◆ **Goal of the exercise**: Reproduce every one of the lines below without changing anything.

Stored records:
____

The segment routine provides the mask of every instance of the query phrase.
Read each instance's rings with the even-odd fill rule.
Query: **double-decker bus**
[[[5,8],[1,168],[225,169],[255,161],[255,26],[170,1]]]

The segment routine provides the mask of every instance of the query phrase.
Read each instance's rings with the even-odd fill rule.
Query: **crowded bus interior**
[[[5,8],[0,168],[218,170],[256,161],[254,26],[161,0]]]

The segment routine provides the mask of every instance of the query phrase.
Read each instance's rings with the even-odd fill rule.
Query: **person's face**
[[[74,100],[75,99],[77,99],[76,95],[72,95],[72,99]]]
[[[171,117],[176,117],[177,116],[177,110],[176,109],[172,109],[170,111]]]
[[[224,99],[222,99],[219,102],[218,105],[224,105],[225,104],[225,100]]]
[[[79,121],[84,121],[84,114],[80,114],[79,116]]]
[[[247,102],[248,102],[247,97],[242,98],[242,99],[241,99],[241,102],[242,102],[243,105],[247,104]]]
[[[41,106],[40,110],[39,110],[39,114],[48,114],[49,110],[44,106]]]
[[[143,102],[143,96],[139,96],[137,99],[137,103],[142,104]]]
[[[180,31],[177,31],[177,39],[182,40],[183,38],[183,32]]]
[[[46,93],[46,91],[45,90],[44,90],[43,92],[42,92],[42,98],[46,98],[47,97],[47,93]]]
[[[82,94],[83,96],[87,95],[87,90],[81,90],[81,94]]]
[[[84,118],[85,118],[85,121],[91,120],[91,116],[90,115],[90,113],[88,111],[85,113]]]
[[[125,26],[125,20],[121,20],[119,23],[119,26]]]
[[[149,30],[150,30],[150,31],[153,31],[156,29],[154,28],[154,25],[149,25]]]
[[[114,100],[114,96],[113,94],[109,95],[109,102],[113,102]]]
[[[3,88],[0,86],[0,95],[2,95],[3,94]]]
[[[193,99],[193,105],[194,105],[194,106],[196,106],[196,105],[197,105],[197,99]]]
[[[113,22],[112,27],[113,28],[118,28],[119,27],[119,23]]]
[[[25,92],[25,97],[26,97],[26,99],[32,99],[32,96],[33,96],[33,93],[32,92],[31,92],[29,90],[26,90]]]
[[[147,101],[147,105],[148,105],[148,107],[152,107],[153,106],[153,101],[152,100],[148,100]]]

____

◆ **Task output**:
The segment routine provides the mask of every instance of the query phrase.
Read each instance's rings with the even-odd fill rule.
Query: **double-decker bus**
[[[5,8],[1,168],[225,169],[255,161],[255,26],[170,1]]]

The segment routine provides the mask of every instance of the query phrase.
Read each instance's rings with the even-odd fill rule.
Query: **crowded bus interior**
[[[5,8],[0,168],[218,170],[256,161],[254,26],[161,0]]]

The segment routine provides the mask of every instance of the query phrase.
Read each instance's rings with the even-odd fill rule.
Query: **person's face**
[[[74,100],[75,99],[77,99],[76,95],[72,95],[72,99]]]
[[[171,117],[176,117],[177,116],[177,110],[176,109],[172,109],[170,111]]]
[[[224,99],[222,99],[219,102],[218,105],[224,105],[225,104],[225,100]]]
[[[79,121],[84,121],[84,114],[80,114],[79,116]]]
[[[247,102],[248,102],[247,97],[242,98],[242,99],[241,99],[241,102],[242,102],[243,105],[247,104]]]
[[[41,106],[40,110],[39,110],[39,114],[48,114],[49,110],[44,106]]]
[[[143,102],[143,96],[139,96],[137,99],[137,103],[142,104]]]
[[[180,31],[177,31],[177,39],[182,40],[183,38],[183,32]]]
[[[46,93],[46,91],[45,90],[44,90],[43,92],[42,92],[42,98],[46,98],[47,97],[47,93]]]
[[[82,94],[83,96],[87,95],[87,90],[81,90],[81,94]]]
[[[84,118],[85,118],[85,121],[91,120],[91,116],[90,115],[90,113],[88,111],[85,113]]]
[[[125,26],[125,20],[121,20],[119,23],[119,26]]]
[[[149,30],[150,30],[150,31],[153,31],[156,29],[154,28],[154,25],[149,25]]]
[[[114,100],[114,96],[113,94],[109,95],[109,102],[113,102]]]
[[[3,88],[0,86],[0,95],[2,95],[3,94]]]
[[[193,99],[193,105],[194,105],[194,106],[196,106],[196,105],[197,105],[197,99]]]
[[[113,22],[112,27],[113,28],[118,28],[119,27],[119,23]]]
[[[25,92],[25,97],[26,97],[26,99],[32,99],[32,96],[33,96],[33,93],[32,92],[31,92],[29,90],[26,90]]]
[[[147,101],[147,105],[148,105],[148,107],[152,107],[153,106],[153,101],[152,100],[148,100]]]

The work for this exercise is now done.